## What needs to be done
Output every line below without omitting or altering anything.

## Records shown
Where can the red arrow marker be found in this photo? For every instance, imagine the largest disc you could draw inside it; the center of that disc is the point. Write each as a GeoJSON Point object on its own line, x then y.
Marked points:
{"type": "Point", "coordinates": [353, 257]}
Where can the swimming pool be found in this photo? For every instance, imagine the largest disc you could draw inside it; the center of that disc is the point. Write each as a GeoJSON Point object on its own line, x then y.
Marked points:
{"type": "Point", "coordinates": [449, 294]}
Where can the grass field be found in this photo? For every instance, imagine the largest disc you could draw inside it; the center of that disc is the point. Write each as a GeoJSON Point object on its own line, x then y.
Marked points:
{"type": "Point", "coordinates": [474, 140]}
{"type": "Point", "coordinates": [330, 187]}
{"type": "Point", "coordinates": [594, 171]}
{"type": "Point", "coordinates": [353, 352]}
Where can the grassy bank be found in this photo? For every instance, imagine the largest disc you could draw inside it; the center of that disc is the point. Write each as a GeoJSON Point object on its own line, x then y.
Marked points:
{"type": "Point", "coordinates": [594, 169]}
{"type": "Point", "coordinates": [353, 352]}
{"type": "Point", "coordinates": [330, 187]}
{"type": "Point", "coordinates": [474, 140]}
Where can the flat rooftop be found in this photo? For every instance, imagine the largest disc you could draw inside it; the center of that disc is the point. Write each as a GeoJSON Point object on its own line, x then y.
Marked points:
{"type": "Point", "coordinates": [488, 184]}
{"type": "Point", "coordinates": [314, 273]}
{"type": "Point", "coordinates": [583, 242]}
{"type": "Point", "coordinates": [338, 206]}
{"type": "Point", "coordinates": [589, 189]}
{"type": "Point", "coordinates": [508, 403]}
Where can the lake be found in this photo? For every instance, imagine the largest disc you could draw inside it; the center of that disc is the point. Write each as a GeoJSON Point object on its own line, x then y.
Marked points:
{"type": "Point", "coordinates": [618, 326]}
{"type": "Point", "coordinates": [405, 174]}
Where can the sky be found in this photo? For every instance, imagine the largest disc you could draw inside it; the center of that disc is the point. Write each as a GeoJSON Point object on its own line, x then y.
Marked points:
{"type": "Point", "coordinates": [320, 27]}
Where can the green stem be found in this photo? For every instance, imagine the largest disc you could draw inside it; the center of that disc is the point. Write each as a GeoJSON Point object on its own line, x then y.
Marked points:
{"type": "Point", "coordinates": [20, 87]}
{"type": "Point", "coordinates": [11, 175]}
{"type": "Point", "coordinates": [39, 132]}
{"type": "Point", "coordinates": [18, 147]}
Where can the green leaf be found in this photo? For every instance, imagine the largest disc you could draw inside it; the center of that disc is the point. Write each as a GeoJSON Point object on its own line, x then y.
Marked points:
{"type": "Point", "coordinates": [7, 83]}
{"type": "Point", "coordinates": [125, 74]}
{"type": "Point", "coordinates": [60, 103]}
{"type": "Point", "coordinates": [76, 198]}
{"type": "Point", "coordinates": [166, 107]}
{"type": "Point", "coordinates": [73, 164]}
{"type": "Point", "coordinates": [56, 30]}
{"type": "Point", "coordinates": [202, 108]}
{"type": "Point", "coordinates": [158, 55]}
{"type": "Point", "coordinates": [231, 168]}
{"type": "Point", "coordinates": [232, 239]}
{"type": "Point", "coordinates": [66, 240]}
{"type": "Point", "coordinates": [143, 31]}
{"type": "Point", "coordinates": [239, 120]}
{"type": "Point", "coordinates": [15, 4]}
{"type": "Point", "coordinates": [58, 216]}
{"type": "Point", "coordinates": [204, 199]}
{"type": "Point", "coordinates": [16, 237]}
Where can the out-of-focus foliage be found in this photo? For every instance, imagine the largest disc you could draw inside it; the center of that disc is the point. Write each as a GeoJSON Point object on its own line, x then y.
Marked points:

## Written solution
Where can the red arrow marker be found in this photo? For every instance, imagine the largest disc you could draw inside it; the center of that disc is the point. Write each as a GeoJSON Point object on its own line, x then y.
Marked points:
{"type": "Point", "coordinates": [353, 257]}
Where can the swimming pool be found in this photo? For every instance, imagine the largest disc you could draw inside it; the center of that disc is the point. Write each as a GeoJSON Point object on its own line, x then y.
Marked points:
{"type": "Point", "coordinates": [449, 294]}
Where can the grass field be found in this photo? For every instance, imagine the largest disc you could draw inside it; the center of that disc is the point. Write each as a GeoJSON Point object on its own line, x then y.
Marked points:
{"type": "Point", "coordinates": [474, 140]}
{"type": "Point", "coordinates": [330, 187]}
{"type": "Point", "coordinates": [594, 171]}
{"type": "Point", "coordinates": [353, 352]}
Where can the grassy bank be found in this photo? For every instance, imagine the largest disc you could draw inside it; the center of that disc is the point. Write each as a GeoJSON Point object on its own line, x then y.
Marked points:
{"type": "Point", "coordinates": [594, 169]}
{"type": "Point", "coordinates": [353, 352]}
{"type": "Point", "coordinates": [330, 187]}
{"type": "Point", "coordinates": [474, 140]}
Where can the flat rooftop be found in this photo? For every instance, imagine the largest disc you could draw inside it; the center of that disc is the point. Write each as a GeoJSON Point object on its own line, x then y.
Marked points:
{"type": "Point", "coordinates": [488, 184]}
{"type": "Point", "coordinates": [314, 273]}
{"type": "Point", "coordinates": [583, 242]}
{"type": "Point", "coordinates": [338, 206]}
{"type": "Point", "coordinates": [589, 189]}
{"type": "Point", "coordinates": [508, 403]}
Where can the lake be found in this photo? For every instance, imagine the largest disc you could draw inside it; the center of that disc is the point. Write each as a GeoJSON Point object on its own line, x then y.
Marked points:
{"type": "Point", "coordinates": [618, 326]}
{"type": "Point", "coordinates": [405, 174]}
Where can the sky be found in this photo? For every instance, imagine the largest disc you could draw inside it; the center of that disc is the point. Write each as a GeoJSON Point object on its own line, x then y.
Marked points:
{"type": "Point", "coordinates": [320, 27]}
Where can the green stem be found in this photo? For every instance, imagine the largest disc you could draw inside it; the center of that disc is the point. Write each as a GeoJSON Point object on its own line, x then y.
Marked points:
{"type": "Point", "coordinates": [20, 87]}
{"type": "Point", "coordinates": [11, 175]}
{"type": "Point", "coordinates": [39, 132]}
{"type": "Point", "coordinates": [18, 147]}
Where can the green leaf be found in this photo? For every instance, imagine the largest disc you could draw inside it; the center of that disc is the point. Write each as a GeoJSON Point object on its own line, x then y.
Marked points:
{"type": "Point", "coordinates": [7, 83]}
{"type": "Point", "coordinates": [125, 74]}
{"type": "Point", "coordinates": [60, 103]}
{"type": "Point", "coordinates": [76, 198]}
{"type": "Point", "coordinates": [166, 107]}
{"type": "Point", "coordinates": [73, 164]}
{"type": "Point", "coordinates": [56, 30]}
{"type": "Point", "coordinates": [202, 108]}
{"type": "Point", "coordinates": [158, 55]}
{"type": "Point", "coordinates": [231, 168]}
{"type": "Point", "coordinates": [232, 239]}
{"type": "Point", "coordinates": [66, 240]}
{"type": "Point", "coordinates": [143, 31]}
{"type": "Point", "coordinates": [239, 120]}
{"type": "Point", "coordinates": [15, 4]}
{"type": "Point", "coordinates": [58, 216]}
{"type": "Point", "coordinates": [204, 199]}
{"type": "Point", "coordinates": [16, 237]}
Where can the out-of-focus foliage be found in this photo? For every instance, imagine the largest disc you could draw inside it; the center of that disc is the point. Write each as a GeoJSON Point object on its own line, x then y.
Marked points:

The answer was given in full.